Jeffrey LewisAn "Isolated Incident"

I’ve acquired a copy of the one-page Bullet Background Paper On Minot-Barksdale Weapons Transfer Incident distributed by the Air Force.

The paper lists “five procedural errors that led to the incident:”

  • First, Airmen assigned to the Minot weapons storage area failed to examine each one of five pylons (a pylon is a self-contained package of six cruise missiles) located in the storage area.
  • Second, the driver of the trailer that moves the pylons to the aircraft began loading the pylons before the required pylon inspection was complete.
  • Third, the driver failed to inspect the missiles before hooking up the trailer for transport.
  • Fourth, when the driver radioed the munitions control center to verify the status of the pylons, the control center failed to access a database (as required) that would have alerted them that one of the pylons was not properly prepared for transfer.
  • Finally, the B-52 navigator neglected to check all missiles loaded for transport, as required.

Wow, that’s pretty amazing. My only complaint, really, is that in the paper and the press briefing, the Air Force describes the mistake as an “isolated incident.”

Such incidents may be exceedingly rare, but seldom isolated — all organizations experience accidents.

Anyway, gotta go marry off Czerwinski …

Comments

  1. Geoffrey Forden (History)

    I seem to have had the misperception that nuclear weapons would be kept separate, would have much more security than conventional munitions, and would have been very, very hard to confuse with conventional weapons. I remember being told that tactical nukes were kept in special bunkers, inside special locked boxes with barbed wire stretched over them so that they couldnt be stolen (at the time, that sounded like insufficient protection…little did I know). Why isnt that the case? Is it possible that Russian nukes, after all the protection we have sold to them, are better protected than ours? Whats going on here?

  2. Tim H (History)

    Dr.
    I highly recommend reading the insights in this article, soon to be given further exposition in The American Conservative magazine.
    http://www.thiscantbehappening.net/?q=node/50

  3. Joseph Logan (History)

    Any of these might pass the smell test as an “isolated incident” except #4. “Failed to access a database” could reasonably be expected to set off alarms in the chain of events mentioned above were it an isolated incident. That it didn’t should arouse some fairly straightforward questions about how we can be certain the database was accessed on most other occasions. Unlike a visual inspection, checking a database leaves a record, one that can be audited and reported. Were I on the Armed Services Committee, I would immediately say “prove it”.

  4. bob massman (History)

    Those are Administrative controls. Where are the Engineered Controls? It’s still amazing this mishap could occurr and indicates they need a serious review and upgrade to their safeguards systems.

#####

** Work to complete **
**1.** Decide whether each of the statements (a), (b) and (c) agrees with the post on the Minot-Barksdale weapons transfer incident, answering yes or no and quoting the words of the post that decide it. (a) A pylon holds six cruise missiles. (b) The Air Force paper lists four procedural errors. (c) The B-52 navigator checked all missiles loaded for transport.
**2.** In the post on the Minot-Barksdale weapons transfer incident, what did the munitions control center fail to access when the driver radioed to verify the status of the pylons?

Source records
#####

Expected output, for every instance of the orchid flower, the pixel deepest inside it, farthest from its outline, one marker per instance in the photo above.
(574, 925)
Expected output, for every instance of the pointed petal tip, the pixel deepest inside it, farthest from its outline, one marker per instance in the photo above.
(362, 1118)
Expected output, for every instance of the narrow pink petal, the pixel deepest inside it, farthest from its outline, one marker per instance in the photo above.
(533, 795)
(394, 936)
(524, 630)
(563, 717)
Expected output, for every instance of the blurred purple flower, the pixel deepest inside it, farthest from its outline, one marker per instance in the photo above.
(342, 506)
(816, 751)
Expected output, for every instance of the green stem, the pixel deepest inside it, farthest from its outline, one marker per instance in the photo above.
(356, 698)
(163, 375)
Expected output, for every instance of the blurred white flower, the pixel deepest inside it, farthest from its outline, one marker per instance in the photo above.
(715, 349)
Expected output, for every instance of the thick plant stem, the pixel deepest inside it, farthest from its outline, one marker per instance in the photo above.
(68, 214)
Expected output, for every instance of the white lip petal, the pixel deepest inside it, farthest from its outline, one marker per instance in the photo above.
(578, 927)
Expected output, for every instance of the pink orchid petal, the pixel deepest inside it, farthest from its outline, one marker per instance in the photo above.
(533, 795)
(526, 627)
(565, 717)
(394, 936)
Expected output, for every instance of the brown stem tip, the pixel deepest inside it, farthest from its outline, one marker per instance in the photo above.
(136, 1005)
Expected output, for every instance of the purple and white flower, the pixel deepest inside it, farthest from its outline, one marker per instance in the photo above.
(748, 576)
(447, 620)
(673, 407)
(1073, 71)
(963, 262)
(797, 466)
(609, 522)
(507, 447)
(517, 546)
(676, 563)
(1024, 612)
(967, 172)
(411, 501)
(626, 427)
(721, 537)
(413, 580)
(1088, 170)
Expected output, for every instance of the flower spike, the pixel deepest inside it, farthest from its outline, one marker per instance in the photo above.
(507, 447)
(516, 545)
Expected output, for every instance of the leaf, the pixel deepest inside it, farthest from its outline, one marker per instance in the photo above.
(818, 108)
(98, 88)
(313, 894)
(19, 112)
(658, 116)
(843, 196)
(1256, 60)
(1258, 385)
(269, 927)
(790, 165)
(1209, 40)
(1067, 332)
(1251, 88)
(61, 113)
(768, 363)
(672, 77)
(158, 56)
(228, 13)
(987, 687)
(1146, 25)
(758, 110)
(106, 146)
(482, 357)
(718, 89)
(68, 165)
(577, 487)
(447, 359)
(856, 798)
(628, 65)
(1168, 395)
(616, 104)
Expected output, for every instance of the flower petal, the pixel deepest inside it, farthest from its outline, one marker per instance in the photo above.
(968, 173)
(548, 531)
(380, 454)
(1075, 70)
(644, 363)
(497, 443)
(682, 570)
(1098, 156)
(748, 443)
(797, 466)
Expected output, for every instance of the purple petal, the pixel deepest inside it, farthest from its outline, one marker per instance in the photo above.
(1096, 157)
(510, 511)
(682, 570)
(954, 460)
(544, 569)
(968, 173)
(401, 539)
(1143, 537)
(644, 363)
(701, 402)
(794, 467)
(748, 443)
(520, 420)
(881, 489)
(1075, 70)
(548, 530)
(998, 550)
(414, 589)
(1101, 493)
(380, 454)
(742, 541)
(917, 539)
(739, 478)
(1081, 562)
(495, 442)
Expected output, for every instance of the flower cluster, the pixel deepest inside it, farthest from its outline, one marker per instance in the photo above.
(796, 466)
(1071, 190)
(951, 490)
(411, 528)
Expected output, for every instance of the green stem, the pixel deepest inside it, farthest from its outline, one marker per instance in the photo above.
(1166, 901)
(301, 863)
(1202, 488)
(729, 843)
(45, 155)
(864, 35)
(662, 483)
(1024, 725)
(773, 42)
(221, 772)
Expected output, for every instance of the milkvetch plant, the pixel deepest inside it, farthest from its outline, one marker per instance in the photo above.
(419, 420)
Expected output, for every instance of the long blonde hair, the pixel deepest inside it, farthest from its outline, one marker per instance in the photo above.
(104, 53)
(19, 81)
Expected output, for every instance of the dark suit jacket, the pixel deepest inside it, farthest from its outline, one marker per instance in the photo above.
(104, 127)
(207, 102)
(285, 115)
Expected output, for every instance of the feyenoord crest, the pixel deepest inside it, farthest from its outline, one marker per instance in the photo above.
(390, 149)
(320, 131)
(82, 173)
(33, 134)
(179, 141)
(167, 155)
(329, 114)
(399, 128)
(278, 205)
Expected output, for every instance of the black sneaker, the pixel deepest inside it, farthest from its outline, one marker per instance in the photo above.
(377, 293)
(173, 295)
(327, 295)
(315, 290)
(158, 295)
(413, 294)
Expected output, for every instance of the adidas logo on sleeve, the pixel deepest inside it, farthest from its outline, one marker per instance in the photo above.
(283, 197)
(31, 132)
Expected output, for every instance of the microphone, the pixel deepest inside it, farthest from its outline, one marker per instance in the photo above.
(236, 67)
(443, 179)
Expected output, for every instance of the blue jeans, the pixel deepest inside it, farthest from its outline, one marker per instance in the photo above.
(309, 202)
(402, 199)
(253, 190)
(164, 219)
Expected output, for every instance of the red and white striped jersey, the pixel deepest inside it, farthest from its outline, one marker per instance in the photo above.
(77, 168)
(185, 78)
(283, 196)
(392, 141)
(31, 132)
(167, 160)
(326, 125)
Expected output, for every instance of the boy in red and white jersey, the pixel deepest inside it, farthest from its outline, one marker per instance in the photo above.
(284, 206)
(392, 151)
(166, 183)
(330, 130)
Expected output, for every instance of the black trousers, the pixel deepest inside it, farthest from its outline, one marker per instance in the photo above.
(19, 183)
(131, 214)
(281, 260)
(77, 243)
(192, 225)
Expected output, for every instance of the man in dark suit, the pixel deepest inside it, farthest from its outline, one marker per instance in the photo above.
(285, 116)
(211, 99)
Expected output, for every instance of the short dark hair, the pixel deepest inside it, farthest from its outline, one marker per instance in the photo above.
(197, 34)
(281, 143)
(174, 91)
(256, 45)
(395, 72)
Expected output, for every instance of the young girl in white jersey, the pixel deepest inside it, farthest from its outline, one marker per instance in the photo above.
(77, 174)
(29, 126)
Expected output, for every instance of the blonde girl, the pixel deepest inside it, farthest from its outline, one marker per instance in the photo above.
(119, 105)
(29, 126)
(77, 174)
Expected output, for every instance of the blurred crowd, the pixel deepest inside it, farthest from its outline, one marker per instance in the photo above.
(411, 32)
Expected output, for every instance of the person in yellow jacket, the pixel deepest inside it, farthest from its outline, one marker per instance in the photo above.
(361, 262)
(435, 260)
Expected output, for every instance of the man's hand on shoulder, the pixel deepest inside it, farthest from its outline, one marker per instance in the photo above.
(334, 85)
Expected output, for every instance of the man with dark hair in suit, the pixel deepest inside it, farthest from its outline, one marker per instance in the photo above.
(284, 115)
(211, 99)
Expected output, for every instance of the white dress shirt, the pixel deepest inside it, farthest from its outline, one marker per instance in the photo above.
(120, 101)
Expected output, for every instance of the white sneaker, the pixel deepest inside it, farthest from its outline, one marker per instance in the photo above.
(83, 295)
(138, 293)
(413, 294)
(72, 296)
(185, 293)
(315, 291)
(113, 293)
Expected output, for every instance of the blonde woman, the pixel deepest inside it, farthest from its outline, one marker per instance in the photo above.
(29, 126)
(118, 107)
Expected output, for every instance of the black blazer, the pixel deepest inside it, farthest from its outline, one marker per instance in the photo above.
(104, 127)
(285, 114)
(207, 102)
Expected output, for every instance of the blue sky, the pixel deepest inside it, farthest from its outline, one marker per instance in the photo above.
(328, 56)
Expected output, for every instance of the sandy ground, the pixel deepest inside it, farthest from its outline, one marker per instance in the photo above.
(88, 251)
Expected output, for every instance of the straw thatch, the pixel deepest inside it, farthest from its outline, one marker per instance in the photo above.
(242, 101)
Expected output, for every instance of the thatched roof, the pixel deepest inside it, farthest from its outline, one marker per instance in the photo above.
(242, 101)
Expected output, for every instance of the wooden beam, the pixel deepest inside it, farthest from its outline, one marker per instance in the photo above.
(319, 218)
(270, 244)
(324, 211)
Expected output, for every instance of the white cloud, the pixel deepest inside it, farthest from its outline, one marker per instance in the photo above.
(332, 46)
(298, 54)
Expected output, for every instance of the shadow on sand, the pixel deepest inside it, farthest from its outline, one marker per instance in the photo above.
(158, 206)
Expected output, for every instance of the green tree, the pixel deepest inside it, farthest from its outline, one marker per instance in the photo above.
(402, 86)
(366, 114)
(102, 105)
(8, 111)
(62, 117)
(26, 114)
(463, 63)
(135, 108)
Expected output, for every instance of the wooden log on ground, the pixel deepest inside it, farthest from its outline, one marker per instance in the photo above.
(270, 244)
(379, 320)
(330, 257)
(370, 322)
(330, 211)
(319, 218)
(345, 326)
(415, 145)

#####

** Per-task answers **
**1.**
(a) Yes: "a pylon is a self-contained package of six cruise missiles"
(b) No: "five procedural errors that led to the incident:"
(c) No: "the B-52 navigator neglected to check all missiles loaded for transport, as required"

**2.** It failed to access a database that would have alerted it that one of the pylons was not properly prepared for transfer.